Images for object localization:
+++

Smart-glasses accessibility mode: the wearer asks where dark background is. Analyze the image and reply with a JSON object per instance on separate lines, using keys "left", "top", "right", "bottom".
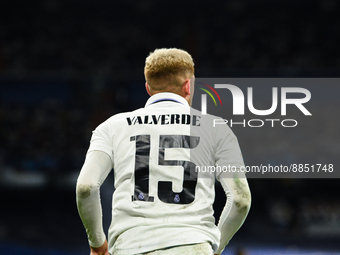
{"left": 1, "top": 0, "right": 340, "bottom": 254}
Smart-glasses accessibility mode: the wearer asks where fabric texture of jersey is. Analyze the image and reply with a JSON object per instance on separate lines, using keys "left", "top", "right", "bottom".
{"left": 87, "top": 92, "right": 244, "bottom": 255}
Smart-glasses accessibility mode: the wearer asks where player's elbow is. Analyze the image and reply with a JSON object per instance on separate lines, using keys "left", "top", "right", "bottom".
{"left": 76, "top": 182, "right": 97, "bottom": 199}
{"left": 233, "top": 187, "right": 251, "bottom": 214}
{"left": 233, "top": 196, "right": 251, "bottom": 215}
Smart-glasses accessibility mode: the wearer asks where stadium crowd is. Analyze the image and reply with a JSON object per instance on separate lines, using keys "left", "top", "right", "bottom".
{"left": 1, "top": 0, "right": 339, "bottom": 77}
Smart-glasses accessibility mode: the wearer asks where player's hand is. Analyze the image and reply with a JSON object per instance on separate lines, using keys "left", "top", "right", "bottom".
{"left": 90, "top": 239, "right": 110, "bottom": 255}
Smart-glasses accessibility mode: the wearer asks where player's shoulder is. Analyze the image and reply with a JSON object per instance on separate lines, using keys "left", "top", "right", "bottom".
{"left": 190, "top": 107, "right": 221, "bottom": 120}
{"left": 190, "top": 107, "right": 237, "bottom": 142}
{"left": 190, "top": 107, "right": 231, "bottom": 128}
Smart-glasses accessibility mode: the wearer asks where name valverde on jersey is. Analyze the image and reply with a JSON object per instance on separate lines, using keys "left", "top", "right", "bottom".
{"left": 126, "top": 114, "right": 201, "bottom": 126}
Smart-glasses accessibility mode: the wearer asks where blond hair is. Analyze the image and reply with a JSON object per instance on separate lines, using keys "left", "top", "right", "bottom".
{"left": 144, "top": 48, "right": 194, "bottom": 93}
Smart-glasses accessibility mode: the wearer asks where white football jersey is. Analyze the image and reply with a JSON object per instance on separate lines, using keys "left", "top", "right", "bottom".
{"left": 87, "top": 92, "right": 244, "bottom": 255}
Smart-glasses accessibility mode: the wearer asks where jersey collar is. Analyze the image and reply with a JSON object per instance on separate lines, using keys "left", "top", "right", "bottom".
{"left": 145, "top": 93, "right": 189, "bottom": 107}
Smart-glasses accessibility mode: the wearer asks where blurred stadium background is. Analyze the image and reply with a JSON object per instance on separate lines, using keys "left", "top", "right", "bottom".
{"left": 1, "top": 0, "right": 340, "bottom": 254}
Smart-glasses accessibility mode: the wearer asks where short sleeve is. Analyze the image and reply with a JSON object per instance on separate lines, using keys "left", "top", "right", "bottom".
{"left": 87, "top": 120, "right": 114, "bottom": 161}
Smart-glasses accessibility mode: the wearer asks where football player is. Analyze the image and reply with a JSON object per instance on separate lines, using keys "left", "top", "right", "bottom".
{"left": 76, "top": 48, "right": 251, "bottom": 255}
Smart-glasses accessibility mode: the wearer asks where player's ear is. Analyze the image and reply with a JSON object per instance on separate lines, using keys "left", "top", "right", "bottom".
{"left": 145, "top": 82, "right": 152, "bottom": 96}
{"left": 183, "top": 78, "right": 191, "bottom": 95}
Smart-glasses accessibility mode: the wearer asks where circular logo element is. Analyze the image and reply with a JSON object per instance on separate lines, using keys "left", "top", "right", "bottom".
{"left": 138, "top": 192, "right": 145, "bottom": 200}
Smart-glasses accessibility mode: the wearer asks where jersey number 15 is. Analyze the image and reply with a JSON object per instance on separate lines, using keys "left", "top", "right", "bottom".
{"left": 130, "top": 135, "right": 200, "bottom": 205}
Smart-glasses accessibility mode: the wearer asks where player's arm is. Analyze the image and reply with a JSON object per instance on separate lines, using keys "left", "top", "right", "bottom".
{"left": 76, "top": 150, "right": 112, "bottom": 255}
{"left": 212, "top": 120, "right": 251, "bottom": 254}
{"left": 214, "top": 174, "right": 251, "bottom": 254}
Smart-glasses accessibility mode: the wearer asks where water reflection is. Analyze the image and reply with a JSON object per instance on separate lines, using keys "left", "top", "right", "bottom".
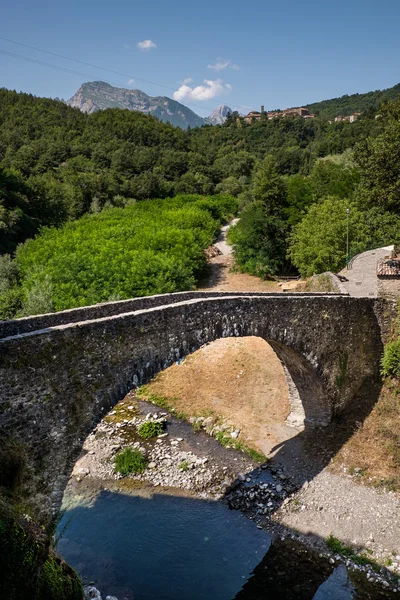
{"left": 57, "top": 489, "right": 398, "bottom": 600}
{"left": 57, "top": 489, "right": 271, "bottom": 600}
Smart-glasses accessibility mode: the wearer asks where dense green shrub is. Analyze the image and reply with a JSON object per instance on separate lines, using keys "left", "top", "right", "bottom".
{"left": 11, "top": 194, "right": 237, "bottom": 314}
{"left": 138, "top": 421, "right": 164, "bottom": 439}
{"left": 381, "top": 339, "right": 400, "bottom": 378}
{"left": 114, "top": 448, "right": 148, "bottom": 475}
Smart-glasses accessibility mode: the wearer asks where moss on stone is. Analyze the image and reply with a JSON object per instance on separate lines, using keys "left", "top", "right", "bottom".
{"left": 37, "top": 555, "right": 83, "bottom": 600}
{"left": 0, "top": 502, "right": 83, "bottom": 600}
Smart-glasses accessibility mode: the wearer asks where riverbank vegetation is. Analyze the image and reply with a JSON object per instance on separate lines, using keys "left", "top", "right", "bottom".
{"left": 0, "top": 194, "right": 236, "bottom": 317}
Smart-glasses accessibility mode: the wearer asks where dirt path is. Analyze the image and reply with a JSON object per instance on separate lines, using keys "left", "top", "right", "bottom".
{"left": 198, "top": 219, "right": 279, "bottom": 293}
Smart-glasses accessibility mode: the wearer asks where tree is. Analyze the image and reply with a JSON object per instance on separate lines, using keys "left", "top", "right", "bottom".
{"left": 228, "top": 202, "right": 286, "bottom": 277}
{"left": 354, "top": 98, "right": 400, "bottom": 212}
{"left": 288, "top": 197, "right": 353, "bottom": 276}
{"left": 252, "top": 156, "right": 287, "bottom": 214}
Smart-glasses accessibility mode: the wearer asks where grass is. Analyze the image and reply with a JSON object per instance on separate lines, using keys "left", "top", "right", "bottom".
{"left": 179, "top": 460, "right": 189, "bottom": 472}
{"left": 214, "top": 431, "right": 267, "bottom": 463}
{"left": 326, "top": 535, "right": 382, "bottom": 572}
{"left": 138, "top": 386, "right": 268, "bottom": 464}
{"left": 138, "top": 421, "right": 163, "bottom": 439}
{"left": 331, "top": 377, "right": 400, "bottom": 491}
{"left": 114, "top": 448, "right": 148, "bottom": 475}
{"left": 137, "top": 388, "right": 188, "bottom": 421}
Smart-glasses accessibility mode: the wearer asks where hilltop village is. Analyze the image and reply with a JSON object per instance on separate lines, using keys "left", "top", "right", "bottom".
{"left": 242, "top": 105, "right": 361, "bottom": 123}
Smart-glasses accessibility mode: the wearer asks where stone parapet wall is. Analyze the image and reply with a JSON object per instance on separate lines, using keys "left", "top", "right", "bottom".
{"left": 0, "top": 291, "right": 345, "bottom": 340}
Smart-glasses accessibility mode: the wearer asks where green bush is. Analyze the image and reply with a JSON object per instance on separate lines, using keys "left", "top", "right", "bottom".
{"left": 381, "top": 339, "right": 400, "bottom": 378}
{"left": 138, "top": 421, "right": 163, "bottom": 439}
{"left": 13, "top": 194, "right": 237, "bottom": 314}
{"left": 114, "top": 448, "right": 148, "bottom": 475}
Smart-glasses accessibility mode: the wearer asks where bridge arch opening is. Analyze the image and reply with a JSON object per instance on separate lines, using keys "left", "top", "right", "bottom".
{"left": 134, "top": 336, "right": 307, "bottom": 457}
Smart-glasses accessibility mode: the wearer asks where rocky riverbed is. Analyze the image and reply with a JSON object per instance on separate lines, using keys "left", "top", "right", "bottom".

+++

Problem description: Leave out every line before the one containing "Smart-glasses accessibility mode: the wearer asks where bridge". Transcribe that line and all lines after it through the end of the data above, exactly.

Answer box:
Smart-glasses accessibility mode: the wearer asks where bridge arch opening is. Analyze the image and reply with a JSON object per instance on separate lines, using keys "left", "top", "right", "bottom".
{"left": 134, "top": 336, "right": 307, "bottom": 457}
Smart-glasses accessibility mode: the wearer asks where rocky riverbed is. Analyze the image and reply with a JSON object per instance on separate lines, using keys "left", "top", "right", "bottom".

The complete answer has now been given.